*Task instructions*
1 > Update the tariff-setting passage from "Approach of Tariff" up to and including "linked to Sch.", swapping "Payment" for "Remittance".
2 > Answer these questions from the tariff-setting passage:
(a) How many main components do the fixed charges have?
(b) What is the Deviation Charge payment linked to?
(c) What governs the tariff structure of the transmission system?

*Selection*
Approach of Tariff Setting:

Different tariff setting approach has been adopted at different time period.
The components of the “Availability Based Tariff”
for power stations and basis of recovery of the each
component is as follows: (7)
• Annual Fixed Charge: -Payment Linked to
Availability
• Energy Charge: - Payment linked to Sch.
Generation
• Deviation Charge: -Payment linked to grid
frequency
• Incentive: -Payment linked to PLF in
thermal
-Payment linked to
Availability and ex-bus generation in hydel
Under the Availability Based Tariff (ABT), two part tariff structure (fixed + variable cost) is being followed for generation tariff with incentive and disincentive mechanism. Recovery of fixed charges is based on the availability of plant while the recovery of variable charges is linked to operational parameters like normative Station Heat Rate (SHR), auxiliary consumption etc. The fixed charges have five main components namely Return on Equity (ROE), Interest on Loan, Depreciation, Operation & Maintenance cost, and Interest on Working Capital. There are incentive/ disincentives built in for over/under achievement of target availability and normative parameters. The tariff structure of transmission system is governed through single component of annual fixed charges with incentive linked to availability.

Box-labeled dataset extracts

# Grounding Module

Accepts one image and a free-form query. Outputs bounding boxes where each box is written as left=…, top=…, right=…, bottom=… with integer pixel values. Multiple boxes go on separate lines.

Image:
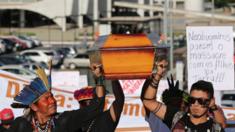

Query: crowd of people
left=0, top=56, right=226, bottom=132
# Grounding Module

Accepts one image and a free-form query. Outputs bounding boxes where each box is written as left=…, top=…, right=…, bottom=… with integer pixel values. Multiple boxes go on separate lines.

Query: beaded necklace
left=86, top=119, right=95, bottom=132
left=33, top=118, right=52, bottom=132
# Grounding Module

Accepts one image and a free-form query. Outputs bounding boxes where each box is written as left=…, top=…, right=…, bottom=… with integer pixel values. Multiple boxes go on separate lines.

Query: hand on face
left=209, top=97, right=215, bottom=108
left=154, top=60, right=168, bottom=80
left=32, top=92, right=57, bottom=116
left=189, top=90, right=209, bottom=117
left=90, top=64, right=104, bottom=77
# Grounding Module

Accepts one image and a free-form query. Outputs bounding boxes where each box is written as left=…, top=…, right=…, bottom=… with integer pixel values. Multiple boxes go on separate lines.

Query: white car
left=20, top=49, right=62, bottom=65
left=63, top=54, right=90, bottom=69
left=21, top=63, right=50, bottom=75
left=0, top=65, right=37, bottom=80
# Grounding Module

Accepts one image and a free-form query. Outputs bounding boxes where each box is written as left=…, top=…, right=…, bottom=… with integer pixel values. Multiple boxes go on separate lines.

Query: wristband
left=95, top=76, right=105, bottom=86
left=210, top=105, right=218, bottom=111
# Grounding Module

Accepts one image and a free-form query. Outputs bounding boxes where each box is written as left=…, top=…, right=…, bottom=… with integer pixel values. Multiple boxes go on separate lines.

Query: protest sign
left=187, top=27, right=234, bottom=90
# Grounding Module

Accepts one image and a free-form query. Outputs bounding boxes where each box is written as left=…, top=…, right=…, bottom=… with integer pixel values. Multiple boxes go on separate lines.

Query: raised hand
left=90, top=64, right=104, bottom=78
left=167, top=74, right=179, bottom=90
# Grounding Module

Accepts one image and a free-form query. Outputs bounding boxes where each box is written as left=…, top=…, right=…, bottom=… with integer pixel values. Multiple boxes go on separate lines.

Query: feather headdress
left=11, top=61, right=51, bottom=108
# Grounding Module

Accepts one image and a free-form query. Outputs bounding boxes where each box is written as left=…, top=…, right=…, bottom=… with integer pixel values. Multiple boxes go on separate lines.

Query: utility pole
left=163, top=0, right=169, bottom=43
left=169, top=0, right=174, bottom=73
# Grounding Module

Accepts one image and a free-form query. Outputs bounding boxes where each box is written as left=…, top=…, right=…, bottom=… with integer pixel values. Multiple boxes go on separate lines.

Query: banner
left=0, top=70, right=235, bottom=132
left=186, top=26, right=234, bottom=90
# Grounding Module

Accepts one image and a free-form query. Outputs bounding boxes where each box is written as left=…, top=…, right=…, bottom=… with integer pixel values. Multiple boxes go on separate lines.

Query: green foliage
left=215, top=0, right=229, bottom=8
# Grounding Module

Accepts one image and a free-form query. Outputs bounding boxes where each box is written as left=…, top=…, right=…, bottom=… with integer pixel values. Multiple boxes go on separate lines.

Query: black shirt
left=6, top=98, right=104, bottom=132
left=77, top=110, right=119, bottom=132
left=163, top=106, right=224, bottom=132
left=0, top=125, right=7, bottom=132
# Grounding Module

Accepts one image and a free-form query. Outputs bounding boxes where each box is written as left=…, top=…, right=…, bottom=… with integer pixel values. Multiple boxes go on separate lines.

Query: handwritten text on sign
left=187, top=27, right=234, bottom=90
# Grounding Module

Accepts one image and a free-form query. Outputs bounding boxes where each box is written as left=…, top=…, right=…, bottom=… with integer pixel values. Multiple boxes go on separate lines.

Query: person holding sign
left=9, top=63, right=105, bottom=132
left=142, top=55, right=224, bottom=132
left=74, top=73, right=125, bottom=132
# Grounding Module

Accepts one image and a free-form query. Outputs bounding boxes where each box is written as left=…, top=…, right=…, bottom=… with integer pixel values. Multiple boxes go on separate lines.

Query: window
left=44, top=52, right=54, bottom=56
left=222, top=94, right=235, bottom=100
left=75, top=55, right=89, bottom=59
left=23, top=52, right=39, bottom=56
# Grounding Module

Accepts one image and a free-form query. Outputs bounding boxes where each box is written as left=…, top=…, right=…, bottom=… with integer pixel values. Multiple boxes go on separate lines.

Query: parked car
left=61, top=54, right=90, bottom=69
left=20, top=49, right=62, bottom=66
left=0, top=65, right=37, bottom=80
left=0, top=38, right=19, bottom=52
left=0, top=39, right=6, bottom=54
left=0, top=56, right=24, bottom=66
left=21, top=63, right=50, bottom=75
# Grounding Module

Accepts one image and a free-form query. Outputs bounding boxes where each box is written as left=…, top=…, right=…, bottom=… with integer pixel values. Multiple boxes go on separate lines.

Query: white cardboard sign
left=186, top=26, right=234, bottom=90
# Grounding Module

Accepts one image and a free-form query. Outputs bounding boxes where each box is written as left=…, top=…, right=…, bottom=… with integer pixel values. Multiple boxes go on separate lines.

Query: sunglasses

*Answers below*
1 >
Approach of Tariff Setting:

Different tariff setting approach has been adopted at different time period.
The components of the “Availability Based Tariff”
for power stations and basis of recovery of the each
component is as follows: (7)
• Annual Fixed Charge: -Remittance Linked to
Availability
• Energy Charge: - Remittance linked to Sch.

2 >
(a) Five.
(b) Grid frequency.
(c) A single component of annual fixed charges, with incentive linked to availability.